◆ Problem to work on: Copy out the following data line for line, taking everything from the line containing "of small green" down to the line containing "[788,563,816,580]", with both end lines included.

Collection entries
+-------+

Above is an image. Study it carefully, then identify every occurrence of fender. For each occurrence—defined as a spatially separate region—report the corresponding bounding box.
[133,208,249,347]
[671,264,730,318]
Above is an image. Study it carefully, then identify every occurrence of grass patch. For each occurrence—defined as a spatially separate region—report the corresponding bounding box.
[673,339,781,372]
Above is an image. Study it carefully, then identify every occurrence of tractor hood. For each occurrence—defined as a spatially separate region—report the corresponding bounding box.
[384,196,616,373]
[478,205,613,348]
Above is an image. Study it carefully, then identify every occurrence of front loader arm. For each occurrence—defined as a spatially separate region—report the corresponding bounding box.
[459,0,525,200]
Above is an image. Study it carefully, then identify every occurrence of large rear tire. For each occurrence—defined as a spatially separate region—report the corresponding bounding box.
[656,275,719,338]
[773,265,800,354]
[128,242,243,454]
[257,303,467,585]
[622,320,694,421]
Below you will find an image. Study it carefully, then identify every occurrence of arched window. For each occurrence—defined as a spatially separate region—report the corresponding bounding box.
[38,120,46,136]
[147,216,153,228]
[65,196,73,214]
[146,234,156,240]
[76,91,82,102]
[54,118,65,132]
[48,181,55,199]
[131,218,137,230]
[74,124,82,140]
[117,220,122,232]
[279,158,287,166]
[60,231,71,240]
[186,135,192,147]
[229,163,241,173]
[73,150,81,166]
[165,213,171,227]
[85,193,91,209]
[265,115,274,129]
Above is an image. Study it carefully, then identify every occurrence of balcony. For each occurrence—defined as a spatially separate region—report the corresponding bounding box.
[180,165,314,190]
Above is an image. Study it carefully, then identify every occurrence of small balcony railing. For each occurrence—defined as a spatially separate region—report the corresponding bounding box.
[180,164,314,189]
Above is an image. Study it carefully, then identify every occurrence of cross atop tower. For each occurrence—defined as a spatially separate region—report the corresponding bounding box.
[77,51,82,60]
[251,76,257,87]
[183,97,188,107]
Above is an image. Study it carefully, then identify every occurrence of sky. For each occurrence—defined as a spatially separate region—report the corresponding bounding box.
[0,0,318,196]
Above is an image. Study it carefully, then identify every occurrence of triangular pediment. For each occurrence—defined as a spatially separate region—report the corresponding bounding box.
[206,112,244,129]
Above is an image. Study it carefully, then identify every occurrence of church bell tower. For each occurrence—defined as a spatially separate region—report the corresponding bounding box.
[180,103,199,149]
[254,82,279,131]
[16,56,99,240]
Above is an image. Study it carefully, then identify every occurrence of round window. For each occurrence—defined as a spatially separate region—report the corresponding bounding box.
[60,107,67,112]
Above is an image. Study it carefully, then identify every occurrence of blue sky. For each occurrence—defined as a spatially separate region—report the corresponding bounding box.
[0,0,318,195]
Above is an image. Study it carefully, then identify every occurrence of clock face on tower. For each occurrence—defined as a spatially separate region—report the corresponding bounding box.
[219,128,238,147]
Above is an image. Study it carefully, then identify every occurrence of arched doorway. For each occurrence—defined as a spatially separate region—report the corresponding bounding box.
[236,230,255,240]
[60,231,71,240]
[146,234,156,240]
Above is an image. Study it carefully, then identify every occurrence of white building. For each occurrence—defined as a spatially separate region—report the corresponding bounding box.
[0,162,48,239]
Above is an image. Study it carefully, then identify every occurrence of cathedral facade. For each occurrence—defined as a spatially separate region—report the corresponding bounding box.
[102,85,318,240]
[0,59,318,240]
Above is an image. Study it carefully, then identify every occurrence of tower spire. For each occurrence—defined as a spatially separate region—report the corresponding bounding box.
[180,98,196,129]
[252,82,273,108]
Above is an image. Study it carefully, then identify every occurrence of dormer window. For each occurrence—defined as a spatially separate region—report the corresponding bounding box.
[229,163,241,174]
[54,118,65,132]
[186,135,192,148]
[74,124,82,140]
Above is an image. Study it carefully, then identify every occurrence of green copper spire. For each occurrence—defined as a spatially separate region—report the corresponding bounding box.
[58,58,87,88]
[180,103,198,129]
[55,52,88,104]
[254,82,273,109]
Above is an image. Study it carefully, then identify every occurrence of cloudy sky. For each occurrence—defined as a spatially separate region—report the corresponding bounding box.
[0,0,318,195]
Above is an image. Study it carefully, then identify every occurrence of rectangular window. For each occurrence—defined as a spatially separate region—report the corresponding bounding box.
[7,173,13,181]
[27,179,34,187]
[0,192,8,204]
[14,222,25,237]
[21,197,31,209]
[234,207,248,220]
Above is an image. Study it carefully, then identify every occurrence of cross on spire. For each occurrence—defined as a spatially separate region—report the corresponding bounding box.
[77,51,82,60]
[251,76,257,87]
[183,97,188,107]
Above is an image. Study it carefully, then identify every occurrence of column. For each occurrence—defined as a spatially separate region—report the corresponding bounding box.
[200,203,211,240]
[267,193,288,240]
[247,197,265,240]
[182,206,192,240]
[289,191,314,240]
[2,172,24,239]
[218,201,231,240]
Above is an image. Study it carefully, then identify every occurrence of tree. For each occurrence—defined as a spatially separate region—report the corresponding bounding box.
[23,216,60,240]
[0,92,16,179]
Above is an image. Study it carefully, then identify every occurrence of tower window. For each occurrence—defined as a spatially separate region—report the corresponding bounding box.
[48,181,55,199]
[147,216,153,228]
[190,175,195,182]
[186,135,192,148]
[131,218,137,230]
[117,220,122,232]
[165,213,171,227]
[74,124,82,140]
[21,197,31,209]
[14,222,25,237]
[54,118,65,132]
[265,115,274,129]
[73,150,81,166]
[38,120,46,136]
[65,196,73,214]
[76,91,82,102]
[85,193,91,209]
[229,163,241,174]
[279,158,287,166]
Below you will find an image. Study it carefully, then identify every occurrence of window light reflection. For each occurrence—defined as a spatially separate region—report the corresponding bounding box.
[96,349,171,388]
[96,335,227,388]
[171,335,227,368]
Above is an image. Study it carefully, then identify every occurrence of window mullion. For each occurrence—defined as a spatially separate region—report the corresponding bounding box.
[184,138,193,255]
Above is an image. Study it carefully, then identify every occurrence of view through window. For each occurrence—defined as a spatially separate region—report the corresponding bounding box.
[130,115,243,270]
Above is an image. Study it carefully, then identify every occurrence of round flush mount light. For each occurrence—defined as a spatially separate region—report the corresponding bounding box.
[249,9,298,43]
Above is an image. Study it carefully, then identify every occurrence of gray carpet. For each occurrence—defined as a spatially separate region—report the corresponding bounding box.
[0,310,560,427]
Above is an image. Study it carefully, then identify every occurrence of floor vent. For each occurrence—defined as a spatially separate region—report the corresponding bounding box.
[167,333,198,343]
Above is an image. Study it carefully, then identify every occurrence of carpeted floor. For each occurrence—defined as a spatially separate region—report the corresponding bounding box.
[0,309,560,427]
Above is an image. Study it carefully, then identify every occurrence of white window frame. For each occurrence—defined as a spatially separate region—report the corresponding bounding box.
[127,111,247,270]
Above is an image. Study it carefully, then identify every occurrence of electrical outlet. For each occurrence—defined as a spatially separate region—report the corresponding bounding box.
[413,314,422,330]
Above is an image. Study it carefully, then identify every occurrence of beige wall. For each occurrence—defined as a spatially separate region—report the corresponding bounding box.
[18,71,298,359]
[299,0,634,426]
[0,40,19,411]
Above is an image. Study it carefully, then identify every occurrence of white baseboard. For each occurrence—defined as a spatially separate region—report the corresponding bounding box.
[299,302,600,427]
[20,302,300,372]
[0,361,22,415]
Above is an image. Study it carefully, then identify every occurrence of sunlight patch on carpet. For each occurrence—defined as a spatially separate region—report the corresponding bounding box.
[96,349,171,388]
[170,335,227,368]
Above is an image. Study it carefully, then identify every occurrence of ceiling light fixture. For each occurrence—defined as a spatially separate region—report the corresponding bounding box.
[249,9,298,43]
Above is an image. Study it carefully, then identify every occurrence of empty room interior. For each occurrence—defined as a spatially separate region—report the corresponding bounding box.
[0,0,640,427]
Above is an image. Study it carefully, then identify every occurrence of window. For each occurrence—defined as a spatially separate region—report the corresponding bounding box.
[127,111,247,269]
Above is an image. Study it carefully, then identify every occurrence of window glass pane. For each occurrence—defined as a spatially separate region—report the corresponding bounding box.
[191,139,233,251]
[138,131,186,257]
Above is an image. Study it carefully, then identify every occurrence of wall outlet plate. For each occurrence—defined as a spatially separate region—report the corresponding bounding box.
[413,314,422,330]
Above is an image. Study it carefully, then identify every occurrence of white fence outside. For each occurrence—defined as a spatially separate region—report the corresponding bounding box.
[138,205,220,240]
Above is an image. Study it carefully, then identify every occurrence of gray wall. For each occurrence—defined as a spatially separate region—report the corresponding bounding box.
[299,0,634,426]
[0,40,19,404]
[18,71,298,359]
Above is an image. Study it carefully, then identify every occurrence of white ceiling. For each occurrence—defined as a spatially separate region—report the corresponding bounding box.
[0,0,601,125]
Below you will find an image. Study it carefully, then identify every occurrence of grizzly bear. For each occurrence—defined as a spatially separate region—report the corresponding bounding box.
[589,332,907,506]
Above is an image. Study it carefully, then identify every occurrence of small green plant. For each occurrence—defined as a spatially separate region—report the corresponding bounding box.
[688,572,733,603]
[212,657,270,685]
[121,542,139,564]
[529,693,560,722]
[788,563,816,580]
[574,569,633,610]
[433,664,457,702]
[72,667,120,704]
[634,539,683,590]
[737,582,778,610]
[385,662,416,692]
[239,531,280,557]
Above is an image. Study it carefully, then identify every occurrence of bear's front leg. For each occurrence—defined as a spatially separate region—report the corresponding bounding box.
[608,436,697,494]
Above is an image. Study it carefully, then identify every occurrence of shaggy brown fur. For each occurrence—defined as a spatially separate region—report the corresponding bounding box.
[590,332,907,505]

+-------+

◆ Written response:
Above is an image. Study it carefully, then identify every occurrence of small green plant. For each occurrence—defined as a spatially separate region—report the corresponding bounding box.
[688,572,733,603]
[212,657,270,685]
[121,542,139,564]
[529,693,560,722]
[788,563,816,580]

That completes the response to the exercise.